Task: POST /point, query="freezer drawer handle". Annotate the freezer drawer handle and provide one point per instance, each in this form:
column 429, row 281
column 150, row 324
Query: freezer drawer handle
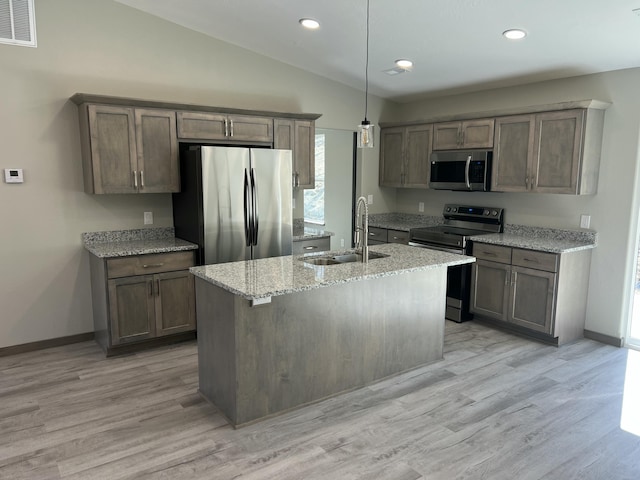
column 247, row 201
column 256, row 217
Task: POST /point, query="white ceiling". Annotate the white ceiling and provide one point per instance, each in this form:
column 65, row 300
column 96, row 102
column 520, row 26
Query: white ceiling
column 456, row 45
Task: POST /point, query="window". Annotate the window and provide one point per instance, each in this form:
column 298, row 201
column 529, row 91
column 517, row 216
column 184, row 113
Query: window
column 17, row 22
column 314, row 199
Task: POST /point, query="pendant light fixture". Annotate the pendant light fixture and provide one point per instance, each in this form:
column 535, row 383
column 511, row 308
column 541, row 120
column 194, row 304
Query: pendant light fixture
column 365, row 129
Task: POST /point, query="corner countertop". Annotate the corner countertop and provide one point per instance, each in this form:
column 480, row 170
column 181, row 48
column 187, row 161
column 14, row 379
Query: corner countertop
column 541, row 239
column 124, row 243
column 267, row 277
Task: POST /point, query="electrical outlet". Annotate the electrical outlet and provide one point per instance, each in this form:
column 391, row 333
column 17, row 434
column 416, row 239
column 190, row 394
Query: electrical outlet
column 585, row 221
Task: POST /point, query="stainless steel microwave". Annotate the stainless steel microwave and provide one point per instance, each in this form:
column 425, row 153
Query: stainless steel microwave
column 466, row 170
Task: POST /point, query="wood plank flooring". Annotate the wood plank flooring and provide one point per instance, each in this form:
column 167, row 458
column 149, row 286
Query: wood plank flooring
column 497, row 407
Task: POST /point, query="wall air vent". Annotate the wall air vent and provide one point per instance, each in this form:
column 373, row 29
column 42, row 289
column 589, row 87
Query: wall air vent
column 17, row 22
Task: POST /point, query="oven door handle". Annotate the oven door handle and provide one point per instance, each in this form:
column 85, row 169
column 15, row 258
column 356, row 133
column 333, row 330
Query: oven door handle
column 436, row 247
column 466, row 172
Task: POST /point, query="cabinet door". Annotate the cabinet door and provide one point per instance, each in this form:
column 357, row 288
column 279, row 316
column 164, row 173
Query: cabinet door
column 477, row 133
column 513, row 153
column 490, row 289
column 557, row 151
column 157, row 147
column 391, row 156
column 532, row 299
column 250, row 129
column 132, row 310
column 446, row 136
column 304, row 153
column 417, row 153
column 204, row 126
column 174, row 302
column 113, row 149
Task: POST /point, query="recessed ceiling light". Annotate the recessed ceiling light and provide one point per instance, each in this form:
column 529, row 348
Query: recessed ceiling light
column 514, row 34
column 403, row 63
column 309, row 23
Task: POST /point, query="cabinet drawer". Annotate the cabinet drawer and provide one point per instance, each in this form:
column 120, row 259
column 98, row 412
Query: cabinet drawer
column 311, row 245
column 378, row 234
column 151, row 263
column 493, row 253
column 398, row 236
column 534, row 259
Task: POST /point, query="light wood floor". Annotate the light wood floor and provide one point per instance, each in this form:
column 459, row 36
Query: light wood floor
column 497, row 407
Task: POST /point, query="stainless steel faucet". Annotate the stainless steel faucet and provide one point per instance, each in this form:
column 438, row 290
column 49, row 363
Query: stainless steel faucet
column 362, row 230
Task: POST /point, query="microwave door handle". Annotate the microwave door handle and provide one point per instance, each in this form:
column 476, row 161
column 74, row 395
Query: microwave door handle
column 466, row 172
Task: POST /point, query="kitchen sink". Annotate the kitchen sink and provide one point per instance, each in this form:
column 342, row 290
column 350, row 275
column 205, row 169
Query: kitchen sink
column 339, row 259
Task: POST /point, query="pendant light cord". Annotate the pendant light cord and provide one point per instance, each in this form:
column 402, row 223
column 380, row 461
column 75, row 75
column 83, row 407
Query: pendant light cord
column 366, row 70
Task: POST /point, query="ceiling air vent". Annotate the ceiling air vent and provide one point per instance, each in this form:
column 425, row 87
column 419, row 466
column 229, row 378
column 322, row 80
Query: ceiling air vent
column 17, row 22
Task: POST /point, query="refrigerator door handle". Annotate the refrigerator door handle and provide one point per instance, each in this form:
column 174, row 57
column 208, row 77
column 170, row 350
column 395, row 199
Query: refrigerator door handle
column 254, row 204
column 247, row 214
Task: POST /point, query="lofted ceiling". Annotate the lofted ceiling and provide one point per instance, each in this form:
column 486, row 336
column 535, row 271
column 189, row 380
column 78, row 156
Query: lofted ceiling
column 456, row 45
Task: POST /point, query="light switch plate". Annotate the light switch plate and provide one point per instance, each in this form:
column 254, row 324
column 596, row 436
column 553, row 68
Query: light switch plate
column 13, row 175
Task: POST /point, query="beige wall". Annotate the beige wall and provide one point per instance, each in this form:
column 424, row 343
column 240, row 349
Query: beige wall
column 103, row 47
column 613, row 209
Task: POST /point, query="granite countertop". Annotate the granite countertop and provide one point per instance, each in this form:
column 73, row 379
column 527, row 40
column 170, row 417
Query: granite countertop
column 403, row 221
column 124, row 243
column 542, row 239
column 267, row 277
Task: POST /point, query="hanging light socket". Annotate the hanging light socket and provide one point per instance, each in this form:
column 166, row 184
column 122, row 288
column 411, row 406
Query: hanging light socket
column 365, row 134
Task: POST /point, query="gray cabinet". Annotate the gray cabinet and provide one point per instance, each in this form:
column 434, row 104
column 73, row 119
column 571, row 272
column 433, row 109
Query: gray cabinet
column 476, row 133
column 311, row 245
column 299, row 137
column 534, row 292
column 142, row 298
column 550, row 152
column 128, row 150
column 404, row 156
column 194, row 126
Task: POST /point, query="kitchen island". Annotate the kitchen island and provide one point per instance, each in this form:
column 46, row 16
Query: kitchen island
column 278, row 333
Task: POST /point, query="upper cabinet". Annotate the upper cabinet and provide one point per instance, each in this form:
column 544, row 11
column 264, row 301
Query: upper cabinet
column 549, row 152
column 299, row 137
column 465, row 134
column 131, row 145
column 230, row 128
column 404, row 156
column 128, row 150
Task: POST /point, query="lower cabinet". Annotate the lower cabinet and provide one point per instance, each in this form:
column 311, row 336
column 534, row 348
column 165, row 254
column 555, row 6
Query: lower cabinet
column 540, row 293
column 142, row 299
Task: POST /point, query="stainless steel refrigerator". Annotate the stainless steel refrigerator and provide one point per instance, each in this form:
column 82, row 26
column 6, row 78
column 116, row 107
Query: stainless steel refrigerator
column 235, row 203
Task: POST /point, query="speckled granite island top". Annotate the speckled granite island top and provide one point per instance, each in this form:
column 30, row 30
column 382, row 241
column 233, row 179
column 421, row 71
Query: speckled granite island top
column 267, row 277
column 124, row 243
column 550, row 240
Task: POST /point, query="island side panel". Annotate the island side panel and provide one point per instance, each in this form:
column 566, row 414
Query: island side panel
column 216, row 346
column 310, row 345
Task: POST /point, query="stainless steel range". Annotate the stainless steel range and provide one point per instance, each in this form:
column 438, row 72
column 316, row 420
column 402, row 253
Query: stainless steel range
column 460, row 223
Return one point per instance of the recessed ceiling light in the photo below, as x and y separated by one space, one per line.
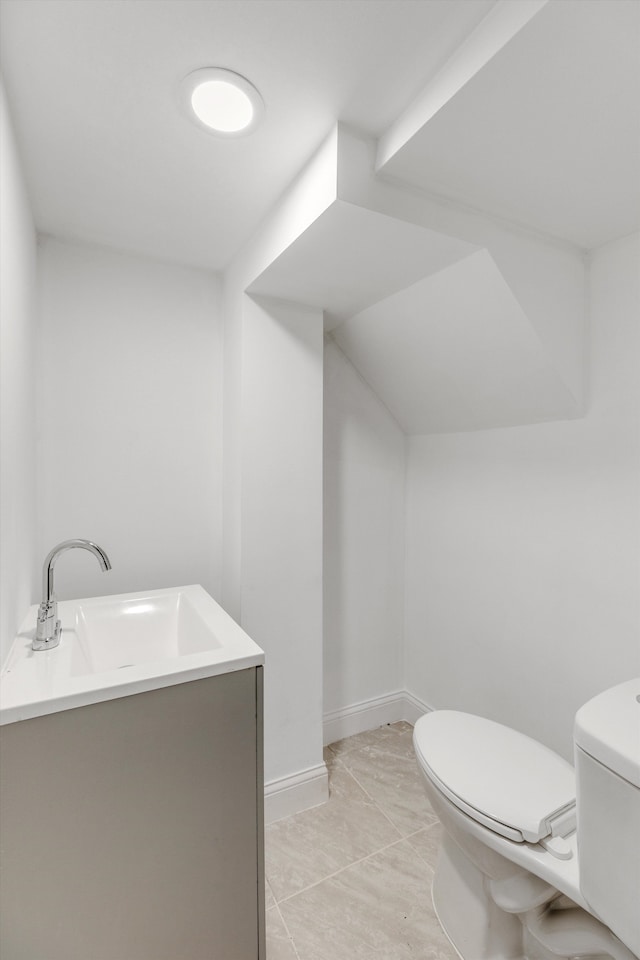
222 102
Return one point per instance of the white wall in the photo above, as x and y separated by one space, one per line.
130 447
281 542
18 332
523 544
364 472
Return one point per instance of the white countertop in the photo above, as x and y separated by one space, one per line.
117 646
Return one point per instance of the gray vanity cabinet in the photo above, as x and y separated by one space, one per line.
132 829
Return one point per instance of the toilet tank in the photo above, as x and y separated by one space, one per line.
607 761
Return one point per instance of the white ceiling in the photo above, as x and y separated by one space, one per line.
455 351
547 133
110 157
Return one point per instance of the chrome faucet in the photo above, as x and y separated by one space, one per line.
48 627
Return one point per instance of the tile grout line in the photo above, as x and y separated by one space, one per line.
377 805
355 863
287 931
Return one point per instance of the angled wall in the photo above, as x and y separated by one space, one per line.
523 544
18 351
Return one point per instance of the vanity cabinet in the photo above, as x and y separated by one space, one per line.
132 829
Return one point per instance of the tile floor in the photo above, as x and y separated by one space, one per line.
351 879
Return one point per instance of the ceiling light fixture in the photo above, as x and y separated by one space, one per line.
222 102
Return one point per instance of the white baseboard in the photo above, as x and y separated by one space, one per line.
309 788
289 795
370 714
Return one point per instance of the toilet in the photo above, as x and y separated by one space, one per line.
539 860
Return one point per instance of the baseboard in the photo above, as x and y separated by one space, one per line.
309 788
373 713
289 795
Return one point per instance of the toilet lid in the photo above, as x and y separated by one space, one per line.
503 779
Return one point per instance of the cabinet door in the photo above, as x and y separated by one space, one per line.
132 829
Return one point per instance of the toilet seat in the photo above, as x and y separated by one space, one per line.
504 780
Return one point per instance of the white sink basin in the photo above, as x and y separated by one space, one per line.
121 645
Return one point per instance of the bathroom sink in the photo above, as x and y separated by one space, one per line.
121 645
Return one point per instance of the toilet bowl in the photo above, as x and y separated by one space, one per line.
539 860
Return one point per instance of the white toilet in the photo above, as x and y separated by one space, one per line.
539 860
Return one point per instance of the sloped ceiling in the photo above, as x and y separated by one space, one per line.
547 133
455 351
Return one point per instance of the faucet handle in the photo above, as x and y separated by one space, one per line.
48 627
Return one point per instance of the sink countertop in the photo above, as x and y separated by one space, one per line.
121 645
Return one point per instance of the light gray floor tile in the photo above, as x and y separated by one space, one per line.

### TASK ITEM
Within the listing above, extract exactly the lines from the line with "column 98, row 412" to the line with "column 459, row 36", the two named lines included, and no others.

### RESULT
column 98, row 412
Query: cabinet drawer
column 311, row 245
column 378, row 234
column 151, row 263
column 493, row 253
column 398, row 236
column 534, row 259
Task: POST /point, query="light wood floor". Annotate the light wood floor and provide one point per instance, each in this form:
column 459, row 36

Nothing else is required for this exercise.